■ **What you will do**:
Convert each line of the records below into a numbered list item, omitting blank lines. Leave the pictures out of the answer.
►
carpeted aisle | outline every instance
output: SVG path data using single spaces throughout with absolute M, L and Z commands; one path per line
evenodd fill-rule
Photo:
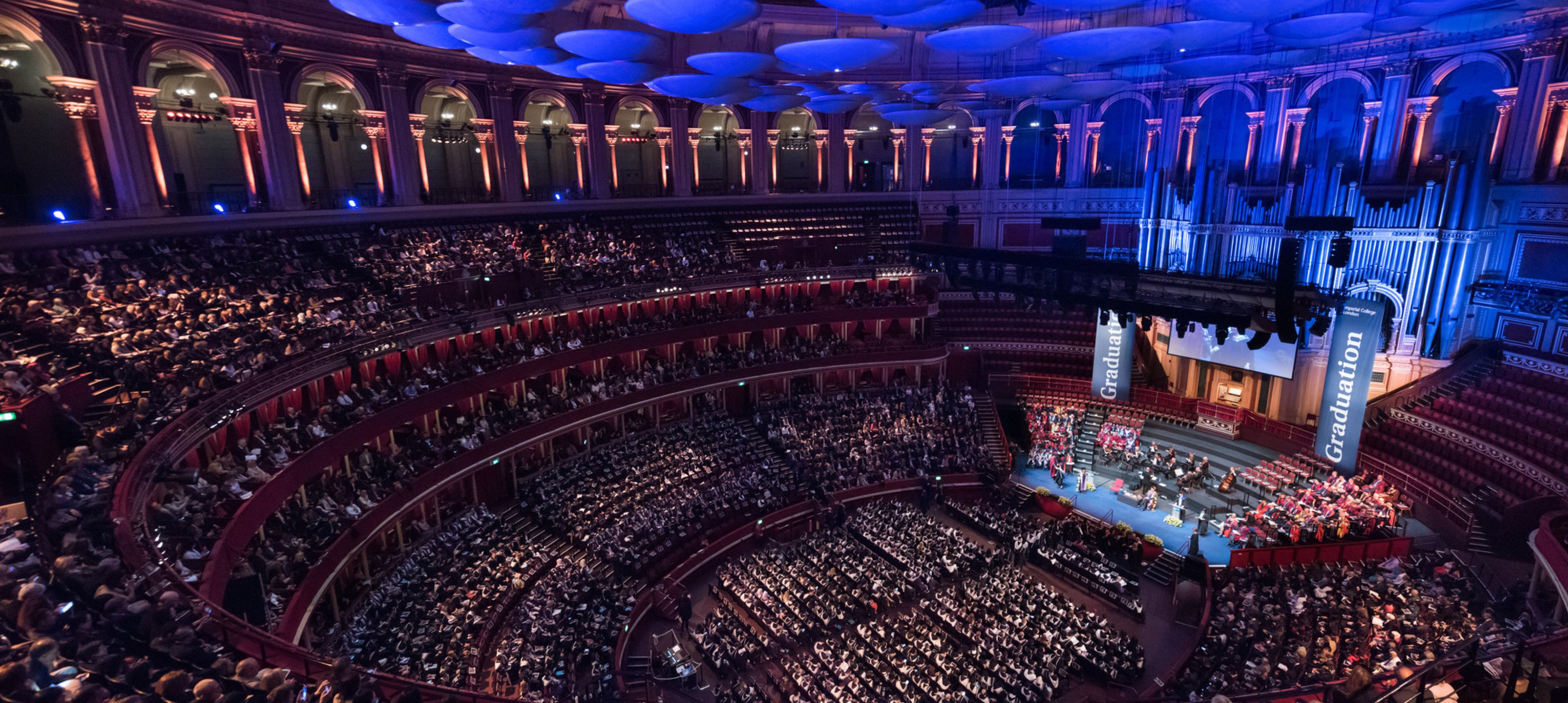
M 1109 483 L 1101 483 L 1099 488 L 1080 494 L 1074 490 L 1074 482 L 1068 482 L 1066 488 L 1057 488 L 1051 480 L 1051 472 L 1046 469 L 1022 469 L 1013 474 L 1013 480 L 1029 488 L 1046 486 L 1055 496 L 1066 496 L 1076 501 L 1079 510 L 1110 523 L 1127 523 L 1137 532 L 1165 540 L 1165 546 L 1171 549 L 1184 549 L 1187 541 L 1192 540 L 1192 529 L 1198 526 L 1195 523 L 1196 516 L 1192 513 L 1187 515 L 1187 524 L 1181 527 L 1165 524 L 1165 518 L 1170 516 L 1170 504 L 1162 504 L 1157 512 L 1138 510 L 1116 501 L 1116 494 L 1110 493 Z M 1105 515 L 1107 512 L 1112 515 Z M 1231 562 L 1231 548 L 1214 530 L 1209 530 L 1209 537 L 1198 540 L 1198 548 L 1203 549 L 1203 555 L 1210 565 L 1218 566 Z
◄
■ **Answer**:
1. carpeted aisle | outline every instance
2. output: SVG path data using single spaces throughout with absolute M, L and Z commands; one path per line
3. evenodd fill-rule
4. Photo:
5. M 1109 483 L 1101 483 L 1099 488 L 1080 494 L 1074 490 L 1074 482 L 1068 482 L 1066 488 L 1057 488 L 1051 480 L 1051 472 L 1046 469 L 1022 469 L 1013 474 L 1013 480 L 1029 488 L 1046 486 L 1055 496 L 1066 496 L 1076 501 L 1079 510 L 1110 523 L 1127 523 L 1137 532 L 1165 540 L 1165 546 L 1171 549 L 1184 549 L 1187 541 L 1192 540 L 1192 529 L 1198 526 L 1195 523 L 1196 516 L 1192 513 L 1187 515 L 1187 524 L 1181 527 L 1165 524 L 1165 518 L 1170 516 L 1170 504 L 1162 504 L 1157 512 L 1138 510 L 1116 501 L 1116 494 L 1110 493 Z M 1105 515 L 1107 512 L 1112 515 Z M 1231 562 L 1231 548 L 1214 530 L 1209 530 L 1209 537 L 1198 540 L 1198 548 L 1203 549 L 1203 555 L 1210 565 L 1218 566 Z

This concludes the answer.